EXTRAIT À LIRE:
((
Un marin embarqué sur les navires et sous-marins de la Marine nationale avait engagé une action pour faire reconnaître le préjudice d’anxiété lié à son exposition à l’amiante. Le tribunal administratif de Rennes avait condamné l’Etat à lui verser 5000 euros en réparation de son préjudice moral d’anxiété. La ministre des Armées a formé un appel que la Cour administrative d’appel de Nantes a rejeté. La ministre a déposé un pourvoi devant le Conseil d’Etat que ce dernier a rejeté par un arrêt du 28 mars 2022, Quelques jours après, le 13 mai, le conseil d’Etat s’est de nouveau prononcé dans l’intérêt cette fois de 17 marins. La responsabilité de l’État-employeur est systématiquement reconnue.

L’arrêt du Conseil d’Etat  précise le cadre juridique de sa décision : la personne qui veut obtenir la reconnaissance de son préjudice moral d’anxiété par l’Etat-employeur doit « établir une exposition effective aux poussières d’amiante susceptible de l’exposer à un risque élevé de développer une pathologie grave et de voir par là même son espérance de vie diminuée, peut obtenir réparation de son préjudice moral tenant à l’anxiété de voir ce risque se réaliser. »

Si elle fait cette démonstration, « la personne a droit à l’indemnisation de ce préjudice, sans avoir à apporter la preuve de manifestations de troubles psychologiques engendrés par la conscience de ce risque élevé de développer une pathologie grave. »
))
ÉTAPES DE L'EXERCICE:
1. Recopiez un passage de l'extrait à lire : partez des mots « Un marin embarqué » et arrêtez-vous après « est systématiquement reconnue. ».
2. Résumez l'extrait à lire en deux phrases.
3. Quelles juridictions sont nommées dans l'extrait à lire ? Donnez-les toutes.

EXTRAIT DES DONNÉES:
((
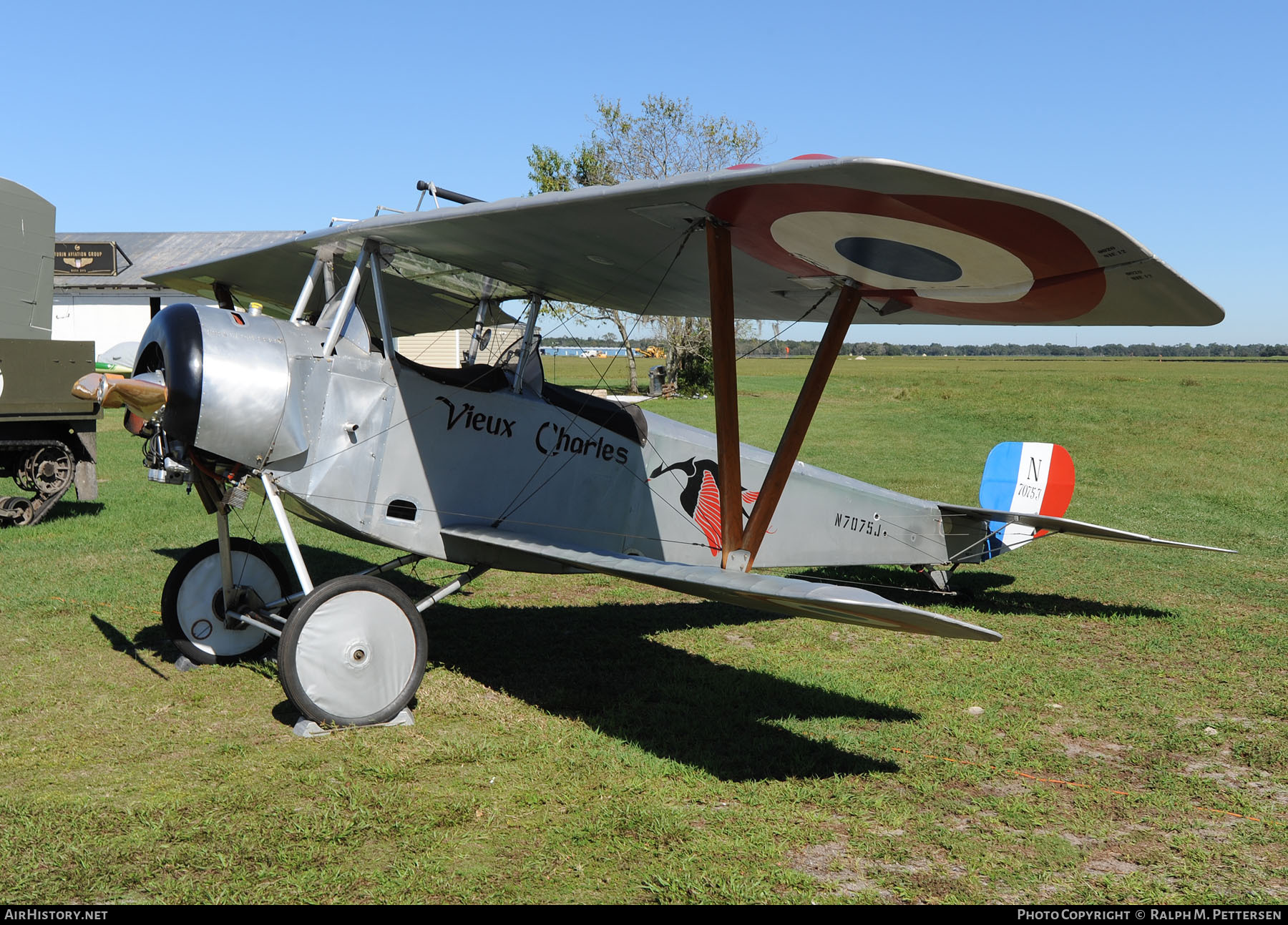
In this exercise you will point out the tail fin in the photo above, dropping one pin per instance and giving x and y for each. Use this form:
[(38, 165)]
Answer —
))
RÉSULTATS DE L'EXERCICE:
1.
Un marin embarqué sur les navires et sous-marins de la Marine nationale avait engagé une action pour faire reconnaître le préjudice d’anxiété lié à son exposition à l’amiante. Le tribunal administratif de Rennes avait condamné l’Etat à lui verser 5000 euros en réparation de son préjudice moral d’anxiété. La ministre des Armées a formé un appel que la Cour administrative d’appel de Nantes a rejeté. La ministre a déposé un pourvoi devant le Conseil d’Etat que ce dernier a rejeté par un arrêt du 28 mars 2022, Quelques jours après, le 13 mai, le conseil d’Etat s’est de nouveau prononcé dans l’intérêt cette fois de 17 marins. La responsabilité de l’État-employeur est systématiquement reconnue.

2. Un marin exposé à l'amiante sur les navires et sous-marins de la Marine nationale a obtenu réparation de son préjudice d'anxiété, et le Conseil d'Etat a rejeté le pourvoi de la ministre des Armées le 28 mars 2022 avant de se prononcer le 13 mai dans l'intérêt de 17 marins. Selon cet arrêt, la personne qui établit une exposition effective aux poussières d'amiante l'exposant à un risque élevé de développer une pathologie grave a droit à une indemnisation, sans avoir à prouver des troubles psychologiques.

3.
- le tribunal administratif de Rennes
- la Cour administrative d'appel de Nantes
- le Conseil d'Etat